- **Given passage**
☆ ☆ ☆
F - As Sobotka notes: A number of steps need to be taken in order to avert a costly predicament in the coming decades. Firstly, all existing supplies of helium ought to be conserved and released only by permit, with medical uses receiving precedence over other commercial or recreational demands. Secondly, conservation should be obligatory and enforced by a regulatory agency. At the moment some users, such as hospitals, tend to recycle diligently while others, such as NASA, squander massive amounts of helium. Lastly, research into alternatives to helium must begin in earnest.
Questions 1–5: The Reading passage has six paragraphs, A–F. Which paragraph contains the following information?
Q.1. 
a use for helium which makes an activity safer _______
Q.2. 
the possibility of creating an alternative to helium _______
Q.3. 
a term which describes the process of how helium is taken out of the ground _______
Q.4. 
a reason why users of helium do not make efforts to conserve it _______
Q.5. 
a contrast between helium’s chemical properties and how non-scientists think about it______

Questions 6–9: Do the following statements agree with the claims of the writer in the Reading passage? Answer Yes, No or Not given. Note:
Yes: if the statement agrees with the claims of the writer
No: if the statement contradicts the claims of the writer
Not given: if it is impossible to say what the writer thinks about this
Q.6. Helium chooses to be on its own. _______
Q.7. Helium is a very cold substance. _______
Q.8. High-tech industries in Asia use more helium than laboratories and manufacturers in other parts of the world. _______
Q.9. The US Congress understood the possible consequences of the HPA. _______

Questions 10–14: Complete the summary below. Choose no more than two words from the passage for each answer.
Sobotka argues that big businesses and users of helium need to help look after helium stocks because (10) _______ will not be encouraged through buying and selling alone. Richardson believes that the (11) _______ needs to be withdrawn, as the U.S. provides most of the world’s helium. He argues that higher costs would mean people have (12) _______ to use the resource many times over. People should need a (13) _______ to access helium that we still have. Furthermore, a (14) _______ should ensure that helium is used carefully.

Solution of 1:

a use for helium which makes an activity safer - (C)

Solution of 2:

the possibility of creating an alternative to helium - (D)

Solution of 3:

a term which describes the process of how helium is taken out of the ground - (B)

Solution of 4:

a reason why users of helium do not make efforts to conserve it - (E)

Solution of 5:

a contrast between helium’s chemical properties and how non-scientists think about it - (A)

Solution of 6:

Helium chooses to be on its own. - Yes

Solution of 7:

Helium is a very cold substance. - Not Given

Solution of 8:

High-tech industries in Asia use more helium than laboratories and manufacturers in other parts of the world. - Not Given

Solution of 9:

The US Congress understood the possible consequences of the HPA. - No

Solutions of 10-14:

Sobotka argues that big businesses and users of helium need to help look after helium stocks because (10) (prudent practice) will not be encouraged through buying and selling alone. Richardson believes that the (11) (privatisation policy) needs to be withdrawn, as the U.S. provides most of the world’s helium. He argues that higher costs would mean people have (12) (incentives) to use the resource many times over. People should need a (13) (permit) to access helium that we still have. Furthermore, a (14) (regulatory agency) should ensure that helium is used carefully.
☆ ☆ ☆
- **Source information**

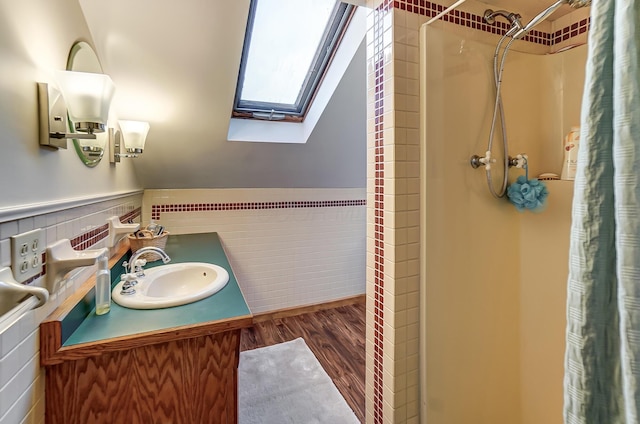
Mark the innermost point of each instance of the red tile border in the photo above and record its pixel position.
(156, 210)
(469, 20)
(378, 210)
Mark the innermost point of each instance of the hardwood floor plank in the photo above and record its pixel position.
(335, 336)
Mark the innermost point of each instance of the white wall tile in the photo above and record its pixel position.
(21, 378)
(281, 257)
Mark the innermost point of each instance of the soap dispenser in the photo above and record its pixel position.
(103, 286)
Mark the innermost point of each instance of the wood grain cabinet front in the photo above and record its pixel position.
(185, 381)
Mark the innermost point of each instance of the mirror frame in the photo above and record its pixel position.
(90, 159)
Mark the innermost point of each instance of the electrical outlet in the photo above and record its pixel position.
(26, 254)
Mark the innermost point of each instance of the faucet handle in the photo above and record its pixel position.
(129, 279)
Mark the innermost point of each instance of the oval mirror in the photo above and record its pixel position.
(83, 58)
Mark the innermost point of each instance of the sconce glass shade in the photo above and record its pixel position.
(88, 98)
(134, 134)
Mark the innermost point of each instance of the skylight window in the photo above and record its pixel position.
(287, 48)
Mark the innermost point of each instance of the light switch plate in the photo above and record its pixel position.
(26, 254)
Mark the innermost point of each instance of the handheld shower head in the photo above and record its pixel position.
(548, 11)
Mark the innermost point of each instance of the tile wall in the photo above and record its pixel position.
(287, 247)
(393, 185)
(21, 378)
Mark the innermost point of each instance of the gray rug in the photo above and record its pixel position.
(285, 383)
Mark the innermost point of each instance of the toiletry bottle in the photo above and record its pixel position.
(571, 145)
(103, 286)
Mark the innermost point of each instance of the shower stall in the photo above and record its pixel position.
(493, 280)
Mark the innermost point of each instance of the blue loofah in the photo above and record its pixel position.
(527, 194)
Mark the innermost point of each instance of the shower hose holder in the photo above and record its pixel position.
(478, 161)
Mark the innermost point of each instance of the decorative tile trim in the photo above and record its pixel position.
(378, 210)
(156, 210)
(469, 20)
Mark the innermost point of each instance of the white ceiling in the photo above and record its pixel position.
(175, 64)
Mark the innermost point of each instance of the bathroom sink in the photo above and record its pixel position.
(173, 285)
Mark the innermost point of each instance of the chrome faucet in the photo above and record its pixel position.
(135, 264)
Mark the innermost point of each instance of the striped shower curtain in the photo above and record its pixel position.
(602, 361)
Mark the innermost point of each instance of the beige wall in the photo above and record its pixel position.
(494, 278)
(36, 38)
☆ ☆ ☆
- **Apply what you read**
a) In the helium passage, which users tend to recycle helium diligently?
b) Copy word for word the stretch of the helium passage that opens with "Questions 10–14: Complete" and closes with "ground - (B)".
The rows above are separate material with no connection to the helium passage.

- **Answers per task**
a) Hospitals.

b)
Questions 10–14: Complete the summary below. Choose no more than two words from the passage for each answer.
Sobotka argues that big businesses and users of helium need to help look after helium stocks because (10) _______ will not be encouraged through buying and selling alone. Richardson believes that the (11) _______ needs to be withdrawn, as the U.S. provides most of the world’s helium. He argues that higher costs would mean people have (12) _______ to use the resource many times over. People should need a (13) _______ to access helium that we still have. Furthermore, a (14) _______ should ensure that helium is used carefully.

Solution of 1:

a use for helium which makes an activity safer - (C)

Solution of 2:

the possibility of creating an alternative to helium - (D)

Solution of 3:

a term which describes the process of how helium is taken out of the ground - (B)